_Text segment_.
After the dissolution of the union with Denmark in 1814, Norway had no national language standard of its own, the written language being Danish, while the spoken language consisted of numerous dialects – that to some extent were not mutually intelligible. The new union partner Sweden had a different language, Swedish, and there was a fear that if no measures were taken, its language would be imposed upon the Norwegians.

Hence, prominent Norwegians, such as Henrik Wergeland and Bjørnstjerne Bjørnson, advocated a standardized Norwegian language, to be based on the legacy of the Danish language as used in Norway by the upper class of Christiania (now Oslo) and other Eastern Norwegian cities. This was proposed by Knud Knudsen, a schoolteacher, who had witnessed how schoolchildren struggled with the Danish language they were taught, since it was very different from the spoken language they were used to. However, as late as in 1883 the Danish intellectual Georg Brandes stated that the language in Norway was Danish, and that the Norwegians did not have a language of their own.

===Introduction by Knud Knudsen===
Knud Knudsen presented his Norwegian language in several works from the 1850s until his death in 1895, while the term Riksmaal (aa was a contemporary way of writing å) was first proposed by Bjørnstjerne Bjørnson in 1899 as a name for the Norwegian variety of written Danish as well as spoken Dano-Norwegian. It was borrowed from Denmark where it denoted standard written and spoken Danish. The same year the Riksmål movement became organised under his leadership in order to fight against the growing influence of Nynorsk, eventually leading to the foundation of the non-governmental organisation Riksmålsforbundet in 1907. Bjørnson became its first leader, until his death in 1910.

_Your tasks_.
1 > In the passage on Norway's written language, what year did Bjørnstjerne Bjørnson first propose the term Riksmaal?
2 > Using the passage on Norway's written language, explain why Knud Knudsen proposed a standardized Norwegian language.
3 > Continue the passage on the history of Riksmål with the next part of its account.

_Data block_.
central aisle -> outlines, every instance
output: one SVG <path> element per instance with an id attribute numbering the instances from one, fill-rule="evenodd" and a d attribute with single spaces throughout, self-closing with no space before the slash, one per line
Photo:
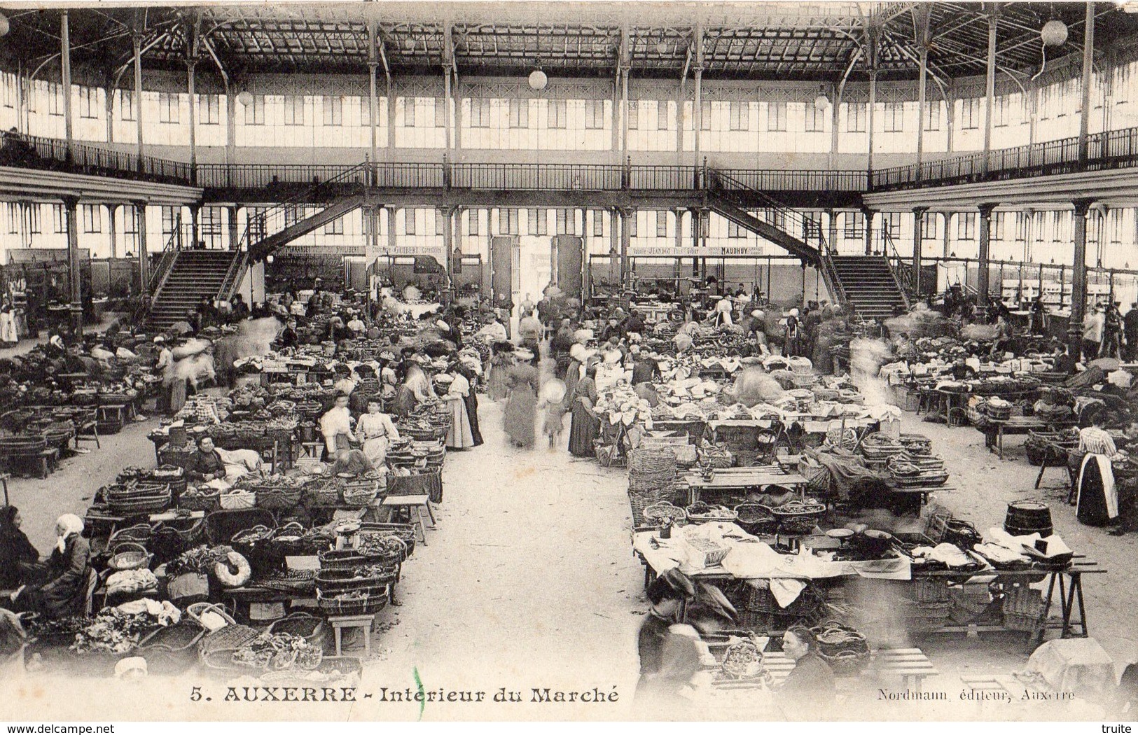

_Responses by item number_.
1 > 1899

2 > As a schoolteacher, Knudsen had seen schoolchildren struggle with the Danish they were taught. That Danish was very different from the spoken language they were used to.

3 >
===Spread===
Riksmål became the chosen language for Norwegian pupils from the latter part of the 19th century, and Norwegian newspapers adapted to the language. However, many Norwegian authors, such as Henrik Ibsen, Bjørnstjerne Bjørnson and Knut Hamsun, did not adhere and continued using Dano-Norwegian. Riksmål got an official writing norm in 1907, and in 1917 a new reform introduced some elements from Norwegian dialects and Nynorsk as optional alternatives to traditional Dano-Norwegian forms. This was part of an official policy to bring the two Norwegian languages more closely together, intending eventually to merge them into one. These changes met resistance from the Riksmål movement, and Riksmålsvernet (The Society for the Protection of Riksmål) was founded in 1919. They have later been the purist protectors of the traditional riksmål, in opposition to Bokmål and Nynorsk, and especially Samnorsk.

In the 1938 reform of Bokmål introduced more elements from dialects and Nynorsk, and more importantly, many traditional Dano-Norwegian forms were excluded. This so-called radical Bokmål or Samnorsk (Common Norwegian) met even stiffer resistance from the Riksmål movement, culminating in the 1950s under the leadership of Arnulf Øverland. Riksmålsforbundet organised a parents' campaign against Samnorsk in 1951, and the Norwegian Academy for Language and Literature was founded in 1953. Because of this resistance, the 1959 reform was relatively modest, and the radical reforms were partially reverted in 1981 and 2005.

==Current status==
Currently, Riksmål denotes the moderate, chiefly pre-1938, unofficial variant of Bokmål, which is still in use and is regulated by the Norwegian Academy and promoted by Riksmålsforbundet. Riksmål has gone through some spelling reforms, but none as profound as the ones that shaped Bokmål. A Riksmål dictionary was published in four volumes in the period 1937 to 1957 by Riksmålsvernet, and two supplementary volumes were published in 1995 by the Norwegian Academy. After the latest Bokmål reforms in 2005, the difference between Bokmål and Riksmål have diminished and they are now comparable to American and British English differences, but the Norwegian Academy still upholds its own standard.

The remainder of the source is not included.